§ CONSIGNE
Pouvez-vous extraire mot pour mot le passage du texte sur la messe traditionnelle à Trèves compris entre « Malgré tout, onze » et « du rite romain. », bornes incluses ?

J’en fis l’expérience après avoir obtenu mon diplôme de médecine et m’être établi à Trèves en 1993 avec ma famille. Pour la première fois, je pris contact avec l’évêque de l’époque pour lui demander d’établir une messe selon l’indult de 1984. Il me répondit qu’il n’en voyait pas le besoin.

Grâce à Dieu, de bons prêtres d’une paroisse de Trèves offraient une messe "ordinaire" célébrée avec révérence. Nous fréquentâmes donc cette paroisse, où mes trois filles furent baptisées. Pendant ces années, nous avons vécu avec les deux formes du rite romain, faisant de nombreux kilomètres pour bénéficier aussi de la forme que l'on appelle désormais « extraordinaire ».

En 2002, à l’arrivée du nouvel évêque de Trèves, Mgr Marx, je renouvelai ma demande de célébration diocésaine de la Sainte Messe selon le rite traditionnel. Au fil des échanges avec l’évêque, je parvins à rassembler plus de 300 signatures de familles appuyant ma demande. Après deux ans de minutieuse correspondance, nous obtînmes fin 2004 la permission pour une messe les dimanches et jours de fêtes à Trèves. Cette messe était toutefois soumise à de nombreuses restrictions d’horaire et de lieu.

Malgré tout, onze ans après ma première demande, notre requête était enfin satisfaite. 
Et depuis?
Dr. S. : En dépit des restrictions établies, je suis heureux de dire que l’affluence à la messe a été telle que le diocèse a depuis accepté de détacher un prêtre pour la cure pastorale spécifique des fidèles du diocèse liés à la forme extraordinaire du rite romain.

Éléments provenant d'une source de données
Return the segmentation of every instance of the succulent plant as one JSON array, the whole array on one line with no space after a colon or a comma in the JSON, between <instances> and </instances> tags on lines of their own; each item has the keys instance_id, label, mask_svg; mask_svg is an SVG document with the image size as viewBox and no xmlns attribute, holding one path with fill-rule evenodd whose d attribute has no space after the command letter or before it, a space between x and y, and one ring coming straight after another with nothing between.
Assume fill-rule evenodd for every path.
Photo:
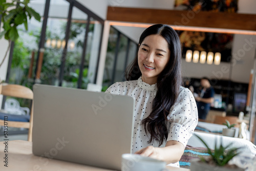
<instances>
[{"instance_id":1,"label":"succulent plant","mask_svg":"<svg viewBox=\"0 0 256 171\"><path fill-rule=\"evenodd\" d=\"M206 163L214 163L216 165L220 166L223 166L227 164L228 161L232 159L233 157L239 154L238 150L240 148L233 147L228 149L230 145L232 145L232 143L230 143L226 146L224 146L222 144L222 139L221 139L221 144L219 146L217 146L217 140L215 142L215 147L214 151L210 148L206 143L198 136L196 136L204 143L206 146L208 154L210 156L210 159L209 160L206 161L204 158L202 158L201 161Z\"/></svg>"}]
</instances>

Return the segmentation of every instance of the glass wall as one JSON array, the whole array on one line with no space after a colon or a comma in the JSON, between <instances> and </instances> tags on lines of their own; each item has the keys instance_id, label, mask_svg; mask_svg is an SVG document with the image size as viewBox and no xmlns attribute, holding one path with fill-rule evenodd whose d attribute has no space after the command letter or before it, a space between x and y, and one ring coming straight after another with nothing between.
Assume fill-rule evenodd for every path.
<instances>
[{"instance_id":1,"label":"glass wall","mask_svg":"<svg viewBox=\"0 0 256 171\"><path fill-rule=\"evenodd\" d=\"M38 0L31 6L42 19L32 18L28 32L19 28L6 80L30 88L35 81L82 89L94 83L104 21L75 0Z\"/></svg>"},{"instance_id":2,"label":"glass wall","mask_svg":"<svg viewBox=\"0 0 256 171\"><path fill-rule=\"evenodd\" d=\"M111 27L102 83L105 91L114 82L125 80L125 71L136 55L137 44Z\"/></svg>"}]
</instances>

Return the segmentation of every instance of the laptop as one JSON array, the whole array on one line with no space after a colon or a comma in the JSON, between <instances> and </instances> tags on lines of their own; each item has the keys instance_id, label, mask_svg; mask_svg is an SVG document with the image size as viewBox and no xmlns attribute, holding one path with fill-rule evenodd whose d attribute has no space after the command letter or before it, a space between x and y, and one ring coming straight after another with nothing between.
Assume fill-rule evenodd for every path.
<instances>
[{"instance_id":1,"label":"laptop","mask_svg":"<svg viewBox=\"0 0 256 171\"><path fill-rule=\"evenodd\" d=\"M41 84L33 92L34 155L121 170L132 152L132 97Z\"/></svg>"}]
</instances>

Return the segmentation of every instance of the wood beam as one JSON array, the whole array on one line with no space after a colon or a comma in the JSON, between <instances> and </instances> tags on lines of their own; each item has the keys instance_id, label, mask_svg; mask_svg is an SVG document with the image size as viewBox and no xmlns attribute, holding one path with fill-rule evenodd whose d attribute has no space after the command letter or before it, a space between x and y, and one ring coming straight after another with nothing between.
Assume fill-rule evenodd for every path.
<instances>
[{"instance_id":1,"label":"wood beam","mask_svg":"<svg viewBox=\"0 0 256 171\"><path fill-rule=\"evenodd\" d=\"M108 20L256 31L256 15L109 7Z\"/></svg>"}]
</instances>

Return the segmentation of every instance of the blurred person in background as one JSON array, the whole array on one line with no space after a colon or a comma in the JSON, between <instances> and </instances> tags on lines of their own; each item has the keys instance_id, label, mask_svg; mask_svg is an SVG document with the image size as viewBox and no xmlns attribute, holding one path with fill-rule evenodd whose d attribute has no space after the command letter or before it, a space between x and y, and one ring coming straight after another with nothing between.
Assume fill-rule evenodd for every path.
<instances>
[{"instance_id":1,"label":"blurred person in background","mask_svg":"<svg viewBox=\"0 0 256 171\"><path fill-rule=\"evenodd\" d=\"M214 101L214 89L209 79L203 77L201 79L201 86L195 90L194 97L197 102L198 110L198 118L205 119L210 110L210 104Z\"/></svg>"}]
</instances>

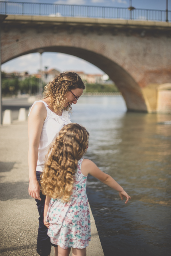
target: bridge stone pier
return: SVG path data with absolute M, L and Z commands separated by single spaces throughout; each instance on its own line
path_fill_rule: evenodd
M 170 23 L 9 15 L 1 27 L 2 63 L 40 49 L 79 57 L 108 75 L 129 110 L 155 112 L 158 87 L 171 82 Z

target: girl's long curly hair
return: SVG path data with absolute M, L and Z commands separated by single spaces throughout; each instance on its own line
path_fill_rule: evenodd
M 76 123 L 64 126 L 51 147 L 40 181 L 42 193 L 68 202 L 78 161 L 86 152 L 89 134 Z
M 72 110 L 71 104 L 64 108 L 66 95 L 69 90 L 79 88 L 85 89 L 81 79 L 75 72 L 64 72 L 60 73 L 45 87 L 44 99 L 49 97 L 50 104 L 55 112 L 63 109 L 70 112 Z

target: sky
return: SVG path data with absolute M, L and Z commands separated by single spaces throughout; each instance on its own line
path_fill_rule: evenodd
M 127 8 L 130 0 L 23 0 L 7 2 L 22 2 L 48 3 L 63 4 L 110 6 Z M 165 10 L 166 0 L 132 0 L 132 5 L 136 8 Z M 168 0 L 168 9 L 171 10 L 171 0 Z M 42 55 L 43 67 L 55 68 L 60 72 L 69 70 L 82 71 L 86 73 L 103 74 L 97 67 L 79 58 L 64 54 L 56 52 L 44 53 Z M 3 64 L 2 71 L 10 72 L 14 71 L 27 71 L 29 73 L 37 72 L 39 68 L 39 54 L 30 54 L 12 60 Z

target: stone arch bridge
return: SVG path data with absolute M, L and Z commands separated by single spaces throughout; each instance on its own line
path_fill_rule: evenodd
M 156 88 L 171 81 L 171 24 L 9 15 L 1 25 L 1 63 L 46 51 L 95 65 L 122 93 L 128 110 L 155 112 Z

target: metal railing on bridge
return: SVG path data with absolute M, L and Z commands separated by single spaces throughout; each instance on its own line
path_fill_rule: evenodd
M 55 4 L 0 1 L 0 13 L 171 21 L 171 11 Z

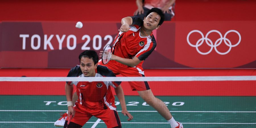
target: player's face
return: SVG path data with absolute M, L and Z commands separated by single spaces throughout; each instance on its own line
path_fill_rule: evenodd
M 98 63 L 94 65 L 92 59 L 88 57 L 82 57 L 81 58 L 80 68 L 85 77 L 95 77 L 95 69 Z
M 160 27 L 160 25 L 158 25 L 158 24 L 161 18 L 160 16 L 155 12 L 149 13 L 144 18 L 143 23 L 144 27 L 147 29 L 151 30 L 157 29 Z

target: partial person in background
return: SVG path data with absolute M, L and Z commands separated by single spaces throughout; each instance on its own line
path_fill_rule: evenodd
M 175 0 L 136 0 L 138 9 L 133 15 L 143 20 L 150 10 L 157 8 L 162 10 L 164 14 L 164 20 L 170 21 L 174 15 L 172 9 L 175 2 Z
M 79 59 L 80 65 L 71 69 L 67 77 L 115 77 L 107 67 L 98 65 L 99 58 L 94 51 L 85 51 L 79 55 Z M 92 116 L 94 116 L 102 120 L 108 128 L 121 128 L 115 105 L 115 97 L 110 86 L 115 88 L 121 104 L 122 113 L 128 116 L 128 121 L 131 120 L 133 117 L 127 110 L 123 92 L 119 85 L 120 83 L 119 82 L 112 81 L 67 82 L 65 90 L 67 101 L 67 115 L 68 117 L 71 115 L 73 116 L 68 127 L 82 127 Z M 77 87 L 77 93 L 73 96 L 73 84 Z M 74 99 L 77 100 L 74 107 L 72 101 Z M 66 116 L 67 114 L 65 115 Z M 67 120 L 65 121 L 64 118 L 66 118 L 69 119 L 69 117 L 64 117 L 62 120 L 57 121 L 54 125 L 64 126 L 66 128 L 68 121 Z
M 156 46 L 152 31 L 159 28 L 164 20 L 164 15 L 158 8 L 151 9 L 146 16 L 143 20 L 136 16 L 122 19 L 110 60 L 104 65 L 116 75 L 145 77 L 143 63 Z M 103 52 L 101 51 L 100 57 Z M 98 64 L 103 64 L 100 60 Z M 183 128 L 181 123 L 175 121 L 164 103 L 154 96 L 147 81 L 128 82 L 132 90 L 137 91 L 141 98 L 167 120 L 172 128 Z

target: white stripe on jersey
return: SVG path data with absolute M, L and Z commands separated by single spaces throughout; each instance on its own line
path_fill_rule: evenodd
M 135 26 L 130 26 L 130 29 L 129 30 L 131 30 L 131 31 L 133 32 L 137 32 L 138 30 L 140 30 L 140 28 L 141 28 L 141 27 L 137 29 Z
M 80 90 L 80 89 L 78 89 L 79 90 L 79 92 L 81 92 L 81 91 Z M 82 95 L 81 94 L 81 93 L 79 93 L 79 99 L 80 100 L 80 103 L 79 103 L 81 105 L 82 105 Z
M 99 73 L 96 73 L 96 74 L 95 75 L 95 77 L 104 77 L 103 76 L 102 76 Z M 116 88 L 116 87 L 113 84 L 113 83 L 112 82 L 112 81 L 103 81 L 103 82 L 104 83 L 104 84 L 106 85 L 106 86 L 107 86 L 107 90 L 108 89 L 108 86 L 110 85 L 113 87 L 114 88 Z
M 107 95 L 106 94 L 106 95 Z M 115 108 L 112 105 L 110 105 L 109 104 L 109 103 L 108 103 L 108 102 L 107 102 L 107 99 L 106 98 L 106 96 L 104 96 L 104 102 L 105 103 L 105 104 L 107 105 L 107 106 L 111 110 L 114 110 L 115 111 L 116 111 L 116 108 Z

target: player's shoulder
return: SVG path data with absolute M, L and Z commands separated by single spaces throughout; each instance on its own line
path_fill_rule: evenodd
M 67 77 L 77 77 L 82 74 L 82 73 L 80 68 L 80 65 L 77 65 L 70 69 Z
M 111 70 L 106 66 L 98 65 L 97 66 L 97 73 L 104 77 L 115 77 L 115 75 Z

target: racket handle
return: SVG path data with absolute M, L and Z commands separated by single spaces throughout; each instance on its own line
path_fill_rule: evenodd
M 72 115 L 70 115 L 70 116 L 69 117 L 69 120 L 68 121 L 67 123 L 68 125 L 69 124 L 69 123 L 70 123 L 70 121 L 71 120 L 71 119 L 72 119 L 72 117 L 73 117 L 73 116 Z

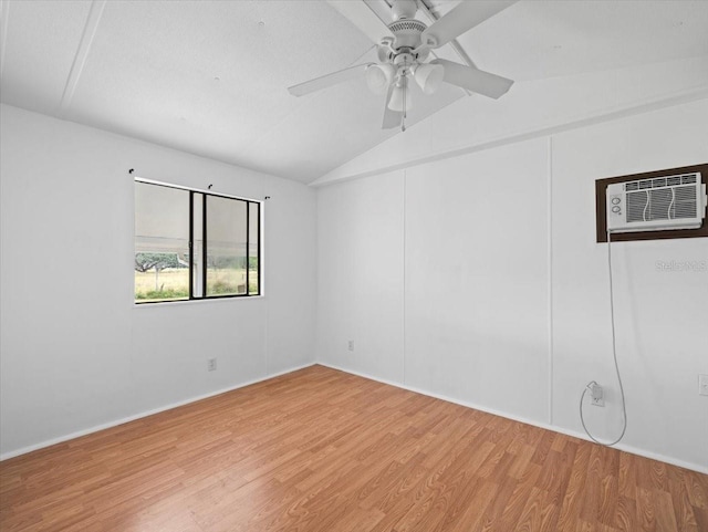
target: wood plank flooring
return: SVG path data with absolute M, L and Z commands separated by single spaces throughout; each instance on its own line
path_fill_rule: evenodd
M 313 366 L 0 462 L 0 530 L 707 532 L 708 476 Z

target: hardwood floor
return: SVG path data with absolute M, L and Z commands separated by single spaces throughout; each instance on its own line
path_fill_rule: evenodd
M 708 476 L 313 366 L 0 462 L 0 530 L 706 532 Z

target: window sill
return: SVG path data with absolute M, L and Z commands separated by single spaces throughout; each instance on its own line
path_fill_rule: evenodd
M 233 296 L 233 298 L 212 298 L 212 299 L 202 299 L 202 300 L 179 300 L 179 301 L 154 301 L 152 303 L 133 303 L 134 309 L 155 309 L 155 307 L 164 307 L 164 306 L 186 306 L 186 305 L 195 305 L 195 304 L 204 304 L 204 303 L 225 303 L 227 301 L 254 301 L 262 300 L 266 295 L 249 295 L 249 296 Z

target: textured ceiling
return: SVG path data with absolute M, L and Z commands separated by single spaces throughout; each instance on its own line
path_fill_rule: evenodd
M 458 2 L 425 3 L 439 17 Z M 3 103 L 303 182 L 402 135 L 381 129 L 384 97 L 363 80 L 288 93 L 375 60 L 371 29 L 322 0 L 1 4 Z M 706 27 L 704 1 L 521 1 L 458 41 L 523 82 L 708 54 Z M 414 96 L 410 124 L 480 97 Z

§ RÉSULTAT ATTENDU
Malgré tout, onze ans après ma première demande, notre requête était enfin satisfaite. 
Et depuis?
Dr. S. : En dépit des restrictions établies, je suis heureux de dire que l’affluence à la messe a été telle que le diocèse a depuis accepté de détacher un prêtre pour la cure pastorale spécifique des fidèles du diocèse liés à la forme extraordinaire du rite romain.